Saved data entries:
* Start *
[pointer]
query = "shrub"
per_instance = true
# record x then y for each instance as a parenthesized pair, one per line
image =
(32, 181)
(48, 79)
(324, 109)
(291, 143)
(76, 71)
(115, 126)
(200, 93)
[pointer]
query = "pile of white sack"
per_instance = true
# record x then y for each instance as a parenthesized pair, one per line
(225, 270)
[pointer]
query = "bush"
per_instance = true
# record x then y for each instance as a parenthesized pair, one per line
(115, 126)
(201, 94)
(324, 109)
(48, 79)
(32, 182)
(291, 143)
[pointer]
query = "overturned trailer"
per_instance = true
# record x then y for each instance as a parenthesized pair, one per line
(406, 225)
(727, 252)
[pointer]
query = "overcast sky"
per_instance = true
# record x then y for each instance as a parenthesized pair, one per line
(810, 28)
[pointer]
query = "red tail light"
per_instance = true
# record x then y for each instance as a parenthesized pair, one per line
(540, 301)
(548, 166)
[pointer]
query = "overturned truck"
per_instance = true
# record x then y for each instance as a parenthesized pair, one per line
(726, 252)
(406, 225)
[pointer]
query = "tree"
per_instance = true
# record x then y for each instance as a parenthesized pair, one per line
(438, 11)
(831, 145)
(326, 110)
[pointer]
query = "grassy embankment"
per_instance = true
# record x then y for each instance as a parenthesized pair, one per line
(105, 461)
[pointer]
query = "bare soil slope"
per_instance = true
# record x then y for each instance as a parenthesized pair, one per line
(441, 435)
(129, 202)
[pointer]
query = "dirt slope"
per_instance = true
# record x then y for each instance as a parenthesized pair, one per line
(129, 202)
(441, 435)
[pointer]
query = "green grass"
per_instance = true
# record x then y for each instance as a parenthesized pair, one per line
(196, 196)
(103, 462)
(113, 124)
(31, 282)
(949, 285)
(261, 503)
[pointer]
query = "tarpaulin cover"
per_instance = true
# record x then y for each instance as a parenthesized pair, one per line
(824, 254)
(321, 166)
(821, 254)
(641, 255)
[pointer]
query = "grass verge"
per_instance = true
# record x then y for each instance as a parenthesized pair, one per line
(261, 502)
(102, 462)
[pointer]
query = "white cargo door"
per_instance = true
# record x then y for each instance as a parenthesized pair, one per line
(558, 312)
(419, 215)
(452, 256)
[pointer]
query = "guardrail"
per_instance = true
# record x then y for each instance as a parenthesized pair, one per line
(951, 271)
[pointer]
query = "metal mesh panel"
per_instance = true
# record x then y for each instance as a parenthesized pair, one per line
* End *
• EXERCISE INSTRUCTIONS: Return all the data above once more, precisely as given.

• EXPECTED ANSWER:
[pointer]
query = "shrub"
per_instance = true
# record x then y for each instance as a parenthesized pair, one per line
image =
(32, 181)
(48, 79)
(324, 109)
(291, 143)
(76, 71)
(115, 126)
(200, 93)
[pointer]
query = "pile of white sack"
per_instance = true
# record x then y for each instance as a parenthesized pair, one per line
(225, 270)
[pointer]
query = "bush"
per_instance = true
# record x then y for each instance as a parenthesized pair, one per line
(115, 126)
(201, 94)
(324, 109)
(48, 79)
(32, 182)
(291, 143)
[pointer]
query = "overturned trailer"
per_instance = true
# record x then y for each instance as a parenthesized pair, one per line
(406, 225)
(727, 252)
[pointer]
query = "overcast sky"
per_instance = true
# record x then y for each instance as a parenthesized pair, one per line
(810, 28)
[pointer]
query = "red tail light"
per_instance = true
# record x then y for each instance as a parenthesized pair, one per line
(540, 301)
(548, 166)
[pointer]
query = "overturned truck"
per_instance = true
# record x then y for each instance as a parenthesized pair, one per line
(726, 252)
(406, 225)
[pointer]
query = "tree"
per_instance = true
# record x then y for each instance as a parenthesized pair, one per line
(438, 11)
(831, 145)
(326, 110)
[pointer]
query = "grassy embankment"
per_instance = true
# record x then y for each instance as a parenthesized pair, one per line
(105, 461)
[pointer]
query = "bare soil slope"
per_instance = true
# record x then y for each instance as a parenthesized pair, one per line
(441, 435)
(129, 202)
[pointer]
query = "dirt slope"
per_instance = true
# record x then y for each instance as a parenthesized pair, one per line
(129, 202)
(441, 435)
[pointer]
query = "green grass"
per_instance = true
# record x then y for each instance as a parenthesized pair, one per line
(196, 196)
(103, 462)
(113, 124)
(31, 282)
(949, 285)
(261, 503)
[pointer]
query = "tarpaulin cover"
per_instance = true
# record x then y for each instance as a parenthesized pair, one per line
(824, 254)
(321, 166)
(821, 254)
(641, 255)
[pointer]
query = "grass verge"
per_instance = true
# record x then y for each instance as a parenthesized pair, one per line
(261, 502)
(102, 462)
[pointer]
query = "white cargo door"
per_instance = true
# record x then y for each instance as a parenthesized pair, one per line
(558, 312)
(419, 215)
(452, 256)
[pointer]
query = "guardrail"
per_instance = true
# record x then y for each instance as a parenthesized pair, one per line
(951, 271)
[pointer]
query = "metal mesh panel"
per_instance = true
# record x then y for each instance as a parenthesized pair, one per line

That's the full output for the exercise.